Written request: List every line in the entries below that contains the word "blurred", treating uppercase and lowercase as different.

Shape annotation entries:
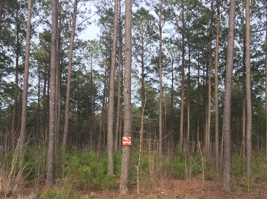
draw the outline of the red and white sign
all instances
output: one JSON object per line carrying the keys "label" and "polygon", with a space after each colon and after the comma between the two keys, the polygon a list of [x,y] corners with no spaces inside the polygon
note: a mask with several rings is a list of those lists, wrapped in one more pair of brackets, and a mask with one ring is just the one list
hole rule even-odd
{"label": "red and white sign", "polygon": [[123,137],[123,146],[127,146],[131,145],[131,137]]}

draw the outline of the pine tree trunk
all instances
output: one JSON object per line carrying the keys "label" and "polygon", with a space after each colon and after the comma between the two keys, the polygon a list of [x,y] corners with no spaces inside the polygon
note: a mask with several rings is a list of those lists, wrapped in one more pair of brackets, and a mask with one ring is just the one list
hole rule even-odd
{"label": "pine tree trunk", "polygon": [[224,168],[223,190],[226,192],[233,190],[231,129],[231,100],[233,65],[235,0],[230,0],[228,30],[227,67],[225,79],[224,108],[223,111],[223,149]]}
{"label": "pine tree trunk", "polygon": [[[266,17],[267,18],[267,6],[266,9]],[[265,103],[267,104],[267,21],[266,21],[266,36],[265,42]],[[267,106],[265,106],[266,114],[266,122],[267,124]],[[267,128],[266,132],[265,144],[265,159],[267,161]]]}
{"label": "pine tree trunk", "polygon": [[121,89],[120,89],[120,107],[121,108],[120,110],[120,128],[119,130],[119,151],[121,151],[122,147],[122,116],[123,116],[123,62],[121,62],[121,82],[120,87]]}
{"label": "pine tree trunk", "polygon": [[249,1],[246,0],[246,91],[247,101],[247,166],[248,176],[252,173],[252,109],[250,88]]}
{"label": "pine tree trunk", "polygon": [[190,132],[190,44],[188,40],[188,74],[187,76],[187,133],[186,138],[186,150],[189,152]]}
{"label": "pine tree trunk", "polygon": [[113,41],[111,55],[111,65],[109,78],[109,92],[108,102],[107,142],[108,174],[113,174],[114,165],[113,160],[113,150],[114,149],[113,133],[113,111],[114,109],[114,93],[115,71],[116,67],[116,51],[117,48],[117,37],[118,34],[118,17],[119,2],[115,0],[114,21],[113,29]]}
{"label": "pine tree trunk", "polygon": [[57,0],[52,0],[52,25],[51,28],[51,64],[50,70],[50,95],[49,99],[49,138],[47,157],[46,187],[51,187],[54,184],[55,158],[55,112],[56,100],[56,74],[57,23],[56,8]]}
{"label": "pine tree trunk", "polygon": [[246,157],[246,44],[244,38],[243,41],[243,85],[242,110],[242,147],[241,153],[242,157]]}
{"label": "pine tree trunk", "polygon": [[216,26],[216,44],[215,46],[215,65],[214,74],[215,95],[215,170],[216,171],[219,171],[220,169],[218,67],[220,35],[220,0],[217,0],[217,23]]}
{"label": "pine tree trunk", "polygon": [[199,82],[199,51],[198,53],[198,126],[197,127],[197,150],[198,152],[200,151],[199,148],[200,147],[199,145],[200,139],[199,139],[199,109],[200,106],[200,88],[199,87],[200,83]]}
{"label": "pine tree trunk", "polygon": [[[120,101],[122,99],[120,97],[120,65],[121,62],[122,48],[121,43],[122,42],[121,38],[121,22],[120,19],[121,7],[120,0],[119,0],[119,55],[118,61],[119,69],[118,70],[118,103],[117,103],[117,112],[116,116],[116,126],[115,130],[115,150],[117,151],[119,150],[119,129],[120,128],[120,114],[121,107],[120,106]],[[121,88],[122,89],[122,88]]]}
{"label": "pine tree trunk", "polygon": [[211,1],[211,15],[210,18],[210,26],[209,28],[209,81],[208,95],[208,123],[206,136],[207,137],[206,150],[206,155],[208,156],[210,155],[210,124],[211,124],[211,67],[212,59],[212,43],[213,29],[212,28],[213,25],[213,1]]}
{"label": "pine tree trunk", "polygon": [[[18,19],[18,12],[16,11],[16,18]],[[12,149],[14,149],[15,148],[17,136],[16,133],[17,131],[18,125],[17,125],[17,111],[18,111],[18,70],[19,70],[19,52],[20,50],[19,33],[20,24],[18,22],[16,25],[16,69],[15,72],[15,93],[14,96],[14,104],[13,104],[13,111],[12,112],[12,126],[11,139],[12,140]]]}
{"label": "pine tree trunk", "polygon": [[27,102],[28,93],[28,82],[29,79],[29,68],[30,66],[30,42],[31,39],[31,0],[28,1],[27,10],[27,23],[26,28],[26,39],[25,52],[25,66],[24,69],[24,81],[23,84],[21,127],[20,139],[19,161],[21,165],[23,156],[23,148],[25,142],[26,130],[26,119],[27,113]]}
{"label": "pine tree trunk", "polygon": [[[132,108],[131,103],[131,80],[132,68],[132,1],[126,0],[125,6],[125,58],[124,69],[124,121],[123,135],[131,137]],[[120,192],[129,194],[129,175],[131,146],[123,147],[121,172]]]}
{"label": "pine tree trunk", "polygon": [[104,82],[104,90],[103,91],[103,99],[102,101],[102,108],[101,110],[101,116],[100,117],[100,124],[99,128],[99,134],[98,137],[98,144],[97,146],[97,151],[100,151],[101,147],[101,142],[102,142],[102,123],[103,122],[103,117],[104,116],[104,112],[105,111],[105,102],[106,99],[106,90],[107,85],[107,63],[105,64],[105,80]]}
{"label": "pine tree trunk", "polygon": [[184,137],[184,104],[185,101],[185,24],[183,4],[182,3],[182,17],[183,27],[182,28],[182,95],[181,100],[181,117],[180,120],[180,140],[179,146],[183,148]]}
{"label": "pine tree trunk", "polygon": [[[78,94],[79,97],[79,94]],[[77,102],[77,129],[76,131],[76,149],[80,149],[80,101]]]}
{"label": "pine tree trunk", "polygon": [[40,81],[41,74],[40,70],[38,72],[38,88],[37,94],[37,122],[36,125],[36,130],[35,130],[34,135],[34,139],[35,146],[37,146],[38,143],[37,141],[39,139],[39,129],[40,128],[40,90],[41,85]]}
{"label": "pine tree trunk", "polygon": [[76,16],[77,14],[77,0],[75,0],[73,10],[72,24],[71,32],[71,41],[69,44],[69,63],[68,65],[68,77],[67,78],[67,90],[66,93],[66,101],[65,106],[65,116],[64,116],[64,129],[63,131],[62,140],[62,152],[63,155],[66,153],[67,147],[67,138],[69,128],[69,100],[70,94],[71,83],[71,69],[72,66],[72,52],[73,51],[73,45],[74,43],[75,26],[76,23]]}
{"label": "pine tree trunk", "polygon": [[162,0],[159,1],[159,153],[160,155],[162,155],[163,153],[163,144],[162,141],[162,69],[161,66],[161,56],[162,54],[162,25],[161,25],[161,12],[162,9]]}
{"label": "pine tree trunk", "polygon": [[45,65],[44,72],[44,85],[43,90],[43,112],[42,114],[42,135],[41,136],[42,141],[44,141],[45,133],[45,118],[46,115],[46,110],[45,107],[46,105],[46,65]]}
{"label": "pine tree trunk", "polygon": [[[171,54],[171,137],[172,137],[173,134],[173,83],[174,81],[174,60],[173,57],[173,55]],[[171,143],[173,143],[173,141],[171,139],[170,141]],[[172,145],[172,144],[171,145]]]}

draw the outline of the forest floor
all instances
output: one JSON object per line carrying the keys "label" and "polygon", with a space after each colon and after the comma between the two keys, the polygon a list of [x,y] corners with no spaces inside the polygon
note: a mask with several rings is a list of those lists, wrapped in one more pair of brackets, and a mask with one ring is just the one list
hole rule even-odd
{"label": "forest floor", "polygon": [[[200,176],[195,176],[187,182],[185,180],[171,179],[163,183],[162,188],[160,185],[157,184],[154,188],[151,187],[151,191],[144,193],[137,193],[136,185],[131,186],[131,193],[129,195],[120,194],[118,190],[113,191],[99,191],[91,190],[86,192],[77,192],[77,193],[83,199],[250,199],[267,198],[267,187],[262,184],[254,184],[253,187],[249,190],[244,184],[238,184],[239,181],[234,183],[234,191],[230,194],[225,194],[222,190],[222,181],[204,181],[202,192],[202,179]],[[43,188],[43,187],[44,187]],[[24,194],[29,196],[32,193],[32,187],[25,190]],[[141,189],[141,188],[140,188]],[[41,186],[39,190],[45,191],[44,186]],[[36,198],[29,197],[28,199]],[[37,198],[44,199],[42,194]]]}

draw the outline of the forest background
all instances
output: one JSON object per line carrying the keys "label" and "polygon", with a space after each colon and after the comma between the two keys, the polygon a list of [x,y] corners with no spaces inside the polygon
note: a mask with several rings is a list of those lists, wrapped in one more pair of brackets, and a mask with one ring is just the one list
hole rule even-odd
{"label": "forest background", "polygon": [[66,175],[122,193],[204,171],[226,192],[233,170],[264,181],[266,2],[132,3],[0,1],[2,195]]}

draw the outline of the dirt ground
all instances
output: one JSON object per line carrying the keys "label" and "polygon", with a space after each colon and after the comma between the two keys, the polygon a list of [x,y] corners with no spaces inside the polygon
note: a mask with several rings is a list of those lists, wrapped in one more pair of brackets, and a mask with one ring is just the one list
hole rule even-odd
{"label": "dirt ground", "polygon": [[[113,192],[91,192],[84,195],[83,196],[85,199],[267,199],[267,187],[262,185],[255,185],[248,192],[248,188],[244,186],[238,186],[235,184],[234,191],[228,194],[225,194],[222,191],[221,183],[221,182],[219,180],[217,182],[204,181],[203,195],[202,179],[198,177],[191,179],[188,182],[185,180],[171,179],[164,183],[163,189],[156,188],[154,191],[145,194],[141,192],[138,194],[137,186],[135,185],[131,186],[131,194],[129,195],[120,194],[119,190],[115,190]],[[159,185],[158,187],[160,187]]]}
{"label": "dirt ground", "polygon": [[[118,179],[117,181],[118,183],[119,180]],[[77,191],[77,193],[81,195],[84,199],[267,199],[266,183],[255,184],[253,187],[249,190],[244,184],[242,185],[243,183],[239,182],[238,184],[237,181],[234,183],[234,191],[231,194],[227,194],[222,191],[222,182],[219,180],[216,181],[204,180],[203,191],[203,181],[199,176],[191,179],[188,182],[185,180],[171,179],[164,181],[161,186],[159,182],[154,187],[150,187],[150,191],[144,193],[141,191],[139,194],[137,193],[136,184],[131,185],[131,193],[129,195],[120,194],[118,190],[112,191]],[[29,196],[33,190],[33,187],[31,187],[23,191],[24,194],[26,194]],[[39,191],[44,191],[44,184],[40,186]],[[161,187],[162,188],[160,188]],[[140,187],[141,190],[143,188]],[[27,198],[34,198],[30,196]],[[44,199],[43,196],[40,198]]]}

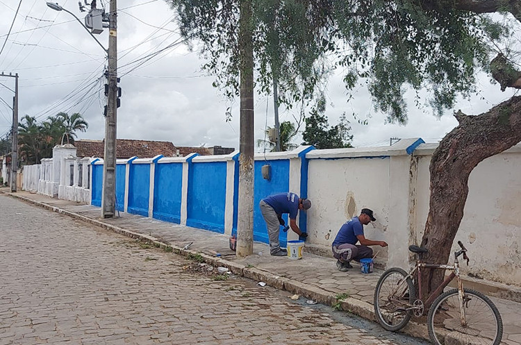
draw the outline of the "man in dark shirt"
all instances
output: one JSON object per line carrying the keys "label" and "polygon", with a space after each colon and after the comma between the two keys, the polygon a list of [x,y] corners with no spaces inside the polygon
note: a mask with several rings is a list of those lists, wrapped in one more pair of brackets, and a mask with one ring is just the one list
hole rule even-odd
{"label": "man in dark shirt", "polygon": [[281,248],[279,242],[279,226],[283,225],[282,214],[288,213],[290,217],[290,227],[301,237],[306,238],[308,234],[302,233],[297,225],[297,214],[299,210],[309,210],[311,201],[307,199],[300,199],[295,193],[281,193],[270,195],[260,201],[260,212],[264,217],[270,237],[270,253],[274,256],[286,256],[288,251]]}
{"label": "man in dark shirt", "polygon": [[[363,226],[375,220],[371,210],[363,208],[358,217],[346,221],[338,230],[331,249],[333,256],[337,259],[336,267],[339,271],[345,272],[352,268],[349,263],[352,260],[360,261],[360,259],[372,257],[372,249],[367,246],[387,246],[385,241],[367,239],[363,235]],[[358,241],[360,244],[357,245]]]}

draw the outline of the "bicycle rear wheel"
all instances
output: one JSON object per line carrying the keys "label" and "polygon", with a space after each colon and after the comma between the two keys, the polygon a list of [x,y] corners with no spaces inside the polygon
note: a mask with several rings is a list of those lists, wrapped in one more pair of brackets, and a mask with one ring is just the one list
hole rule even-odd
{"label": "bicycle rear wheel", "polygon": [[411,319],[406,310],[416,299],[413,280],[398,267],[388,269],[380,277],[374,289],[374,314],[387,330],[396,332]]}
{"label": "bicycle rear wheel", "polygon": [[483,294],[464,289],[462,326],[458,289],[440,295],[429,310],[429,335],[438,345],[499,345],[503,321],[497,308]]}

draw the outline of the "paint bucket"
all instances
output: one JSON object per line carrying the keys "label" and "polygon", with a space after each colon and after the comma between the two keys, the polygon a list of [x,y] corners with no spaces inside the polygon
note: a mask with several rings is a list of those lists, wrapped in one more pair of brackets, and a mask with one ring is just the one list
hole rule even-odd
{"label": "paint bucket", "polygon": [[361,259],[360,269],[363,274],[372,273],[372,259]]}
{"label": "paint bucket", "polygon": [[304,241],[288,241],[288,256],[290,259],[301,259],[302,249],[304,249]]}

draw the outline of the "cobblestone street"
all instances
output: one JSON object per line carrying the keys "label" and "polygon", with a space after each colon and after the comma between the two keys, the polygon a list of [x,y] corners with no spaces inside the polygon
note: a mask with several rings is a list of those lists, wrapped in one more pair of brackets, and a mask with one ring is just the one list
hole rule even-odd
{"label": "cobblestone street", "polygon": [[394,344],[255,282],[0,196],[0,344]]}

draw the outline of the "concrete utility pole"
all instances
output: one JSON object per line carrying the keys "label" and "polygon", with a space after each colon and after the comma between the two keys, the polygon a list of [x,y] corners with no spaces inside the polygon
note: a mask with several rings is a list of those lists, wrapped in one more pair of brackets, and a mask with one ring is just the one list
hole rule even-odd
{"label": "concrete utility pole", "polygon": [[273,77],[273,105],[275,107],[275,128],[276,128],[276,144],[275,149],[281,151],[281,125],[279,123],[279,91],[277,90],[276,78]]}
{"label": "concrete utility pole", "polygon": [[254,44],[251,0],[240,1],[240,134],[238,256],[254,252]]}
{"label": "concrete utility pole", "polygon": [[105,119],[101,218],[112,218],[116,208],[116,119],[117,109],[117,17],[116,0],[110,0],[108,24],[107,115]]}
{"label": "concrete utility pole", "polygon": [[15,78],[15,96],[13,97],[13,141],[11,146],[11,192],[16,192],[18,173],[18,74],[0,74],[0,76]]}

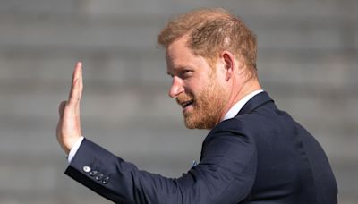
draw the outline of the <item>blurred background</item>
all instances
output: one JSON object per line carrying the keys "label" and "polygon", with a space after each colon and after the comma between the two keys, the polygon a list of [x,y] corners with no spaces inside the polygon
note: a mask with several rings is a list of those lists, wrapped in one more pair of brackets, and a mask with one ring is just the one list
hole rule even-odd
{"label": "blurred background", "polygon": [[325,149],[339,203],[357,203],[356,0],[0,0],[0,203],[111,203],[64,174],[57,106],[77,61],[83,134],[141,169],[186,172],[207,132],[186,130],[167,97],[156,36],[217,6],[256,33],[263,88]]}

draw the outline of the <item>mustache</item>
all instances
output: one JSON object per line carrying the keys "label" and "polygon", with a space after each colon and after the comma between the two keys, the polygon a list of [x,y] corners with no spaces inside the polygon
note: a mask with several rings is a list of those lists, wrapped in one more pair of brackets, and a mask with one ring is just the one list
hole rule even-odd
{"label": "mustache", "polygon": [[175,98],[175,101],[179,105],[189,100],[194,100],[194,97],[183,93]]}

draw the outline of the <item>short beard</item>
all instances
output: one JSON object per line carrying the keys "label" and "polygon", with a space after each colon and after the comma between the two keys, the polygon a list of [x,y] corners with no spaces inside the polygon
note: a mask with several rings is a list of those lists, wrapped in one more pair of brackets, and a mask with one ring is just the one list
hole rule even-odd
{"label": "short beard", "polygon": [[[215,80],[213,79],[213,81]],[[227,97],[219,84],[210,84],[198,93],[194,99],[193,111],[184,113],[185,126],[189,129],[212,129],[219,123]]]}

Task response:
draw the outline of the <item>blurred background</item>
{"label": "blurred background", "polygon": [[325,149],[339,203],[357,203],[356,0],[0,0],[0,203],[111,203],[64,174],[57,106],[77,61],[83,134],[141,169],[186,172],[207,132],[186,130],[167,97],[156,36],[217,6],[256,33],[263,88]]}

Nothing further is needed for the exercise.